- **SET PROBLEM**
Return the lines of the listing below verbatim, from the line containing "Mark a point on each instance of the bird's black throat" through the end of the listing, with both ends included. Leave the pictures out of your answer.

(Excerpts from point annotation data)

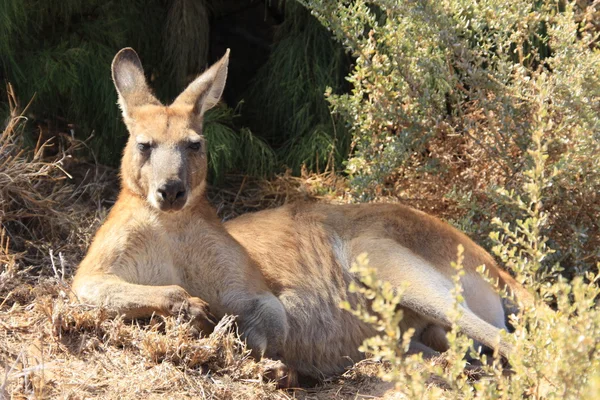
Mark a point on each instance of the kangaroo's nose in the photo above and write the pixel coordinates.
(172, 191)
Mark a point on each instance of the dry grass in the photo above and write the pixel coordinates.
(53, 347)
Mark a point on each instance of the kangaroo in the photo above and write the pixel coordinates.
(284, 271)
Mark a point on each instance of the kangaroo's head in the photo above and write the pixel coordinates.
(165, 157)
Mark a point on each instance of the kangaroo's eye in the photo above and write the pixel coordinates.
(144, 147)
(195, 146)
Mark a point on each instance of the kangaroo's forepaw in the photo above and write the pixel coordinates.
(278, 372)
(196, 310)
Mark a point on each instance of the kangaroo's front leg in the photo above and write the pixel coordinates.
(139, 301)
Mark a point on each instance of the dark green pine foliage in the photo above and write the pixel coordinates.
(286, 101)
(59, 53)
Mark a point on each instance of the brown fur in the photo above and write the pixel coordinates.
(283, 272)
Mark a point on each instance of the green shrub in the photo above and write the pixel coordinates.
(556, 353)
(454, 91)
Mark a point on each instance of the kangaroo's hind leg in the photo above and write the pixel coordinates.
(427, 291)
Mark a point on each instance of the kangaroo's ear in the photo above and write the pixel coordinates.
(206, 90)
(128, 76)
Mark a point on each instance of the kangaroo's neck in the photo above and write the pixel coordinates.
(199, 211)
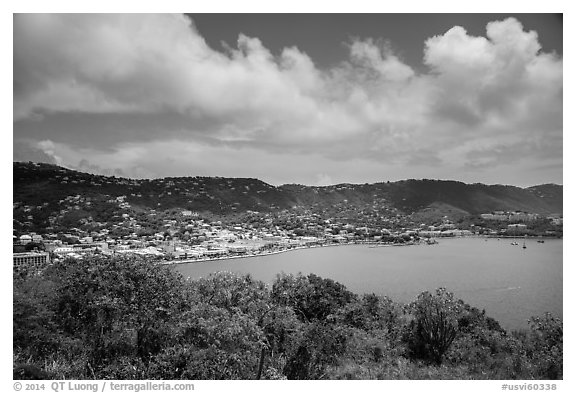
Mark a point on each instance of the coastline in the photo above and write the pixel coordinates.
(369, 244)
(264, 254)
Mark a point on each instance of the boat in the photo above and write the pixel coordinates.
(524, 244)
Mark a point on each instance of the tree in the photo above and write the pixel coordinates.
(435, 324)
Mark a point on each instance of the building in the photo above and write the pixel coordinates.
(30, 259)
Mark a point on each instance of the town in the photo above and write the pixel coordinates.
(186, 236)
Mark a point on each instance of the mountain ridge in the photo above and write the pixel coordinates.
(41, 189)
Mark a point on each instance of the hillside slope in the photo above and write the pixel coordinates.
(40, 190)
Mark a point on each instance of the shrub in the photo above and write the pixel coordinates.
(435, 324)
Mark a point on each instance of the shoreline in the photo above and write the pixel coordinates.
(264, 254)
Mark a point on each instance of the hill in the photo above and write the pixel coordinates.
(45, 195)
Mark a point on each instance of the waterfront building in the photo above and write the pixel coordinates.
(30, 259)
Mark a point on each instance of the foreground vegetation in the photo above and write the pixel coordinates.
(105, 318)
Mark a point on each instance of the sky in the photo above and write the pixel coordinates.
(293, 98)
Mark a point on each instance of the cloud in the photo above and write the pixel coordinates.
(136, 79)
(30, 151)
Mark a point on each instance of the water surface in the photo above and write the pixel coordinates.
(509, 282)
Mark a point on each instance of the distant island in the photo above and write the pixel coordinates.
(58, 212)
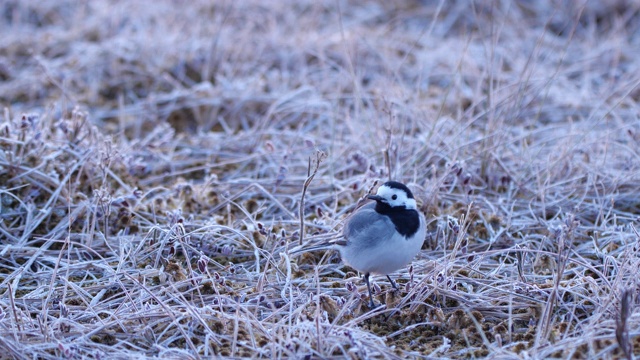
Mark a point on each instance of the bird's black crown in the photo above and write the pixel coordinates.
(401, 186)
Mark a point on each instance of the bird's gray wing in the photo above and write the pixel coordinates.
(366, 228)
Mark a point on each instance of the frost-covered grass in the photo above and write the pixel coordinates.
(153, 156)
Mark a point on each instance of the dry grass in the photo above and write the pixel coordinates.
(153, 161)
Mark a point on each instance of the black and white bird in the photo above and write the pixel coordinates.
(383, 236)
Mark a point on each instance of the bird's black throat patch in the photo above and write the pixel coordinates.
(407, 221)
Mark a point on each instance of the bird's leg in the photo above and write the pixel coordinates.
(393, 283)
(366, 279)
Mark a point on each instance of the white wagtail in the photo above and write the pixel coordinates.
(384, 236)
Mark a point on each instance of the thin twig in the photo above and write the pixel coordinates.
(320, 156)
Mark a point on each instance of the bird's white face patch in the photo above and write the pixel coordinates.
(396, 197)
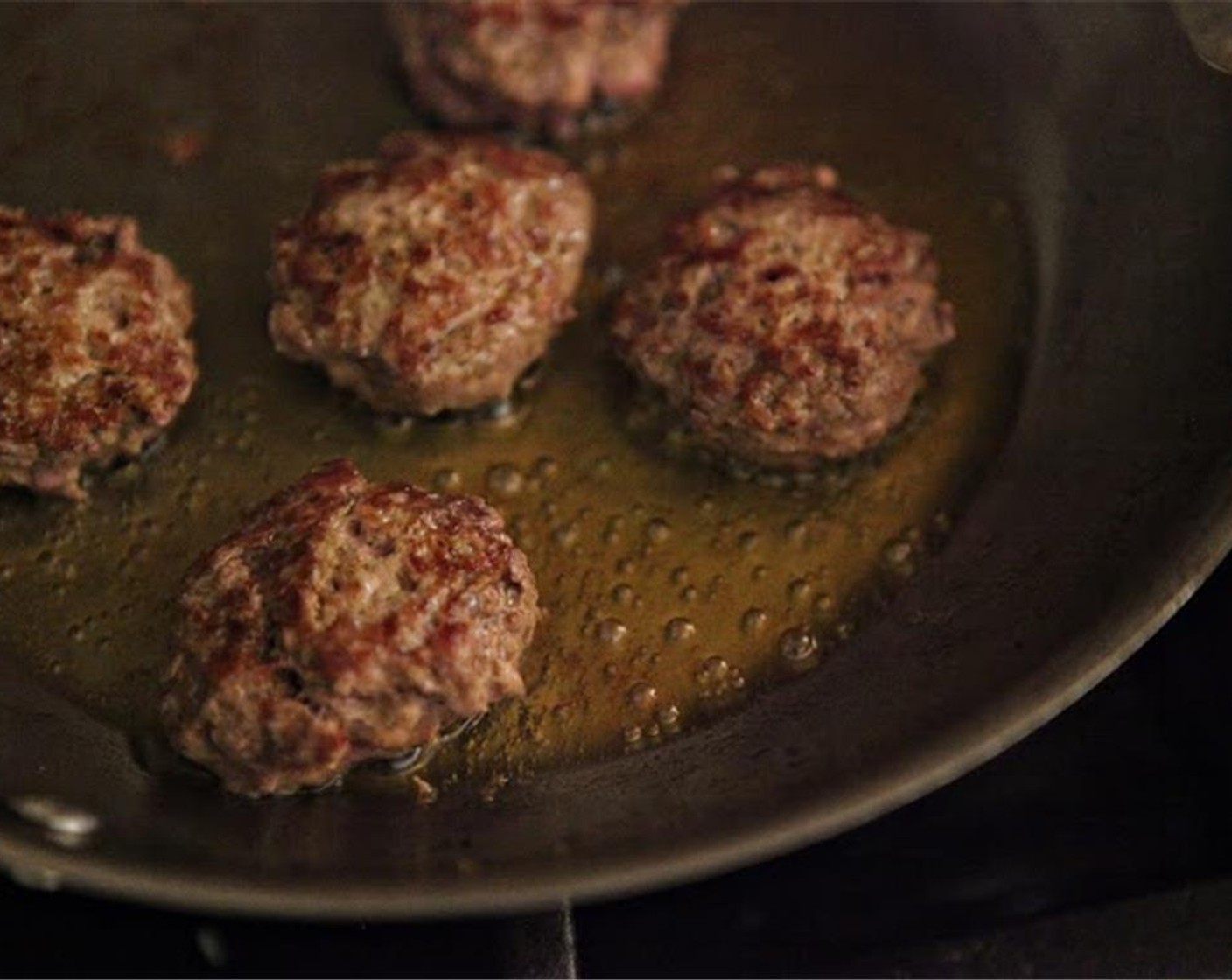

- **REPLY**
Mark a point on each instance of the bird's black throat patch in the photo above and write the pixel coordinates.
(407, 221)
Mark a point on each instance of the bird's leg in the photo above and write the pixel coordinates.
(393, 283)
(366, 279)
Mark a point on each instance of the white wagtail in the photo above and write the pixel coordinates.
(384, 236)
Mark a point on each instance of the thin twig in the photo above and write the pixel coordinates.
(320, 156)
Mark a point on each instance of the bird's white face patch in the photo above and write the pixel coordinates.
(396, 197)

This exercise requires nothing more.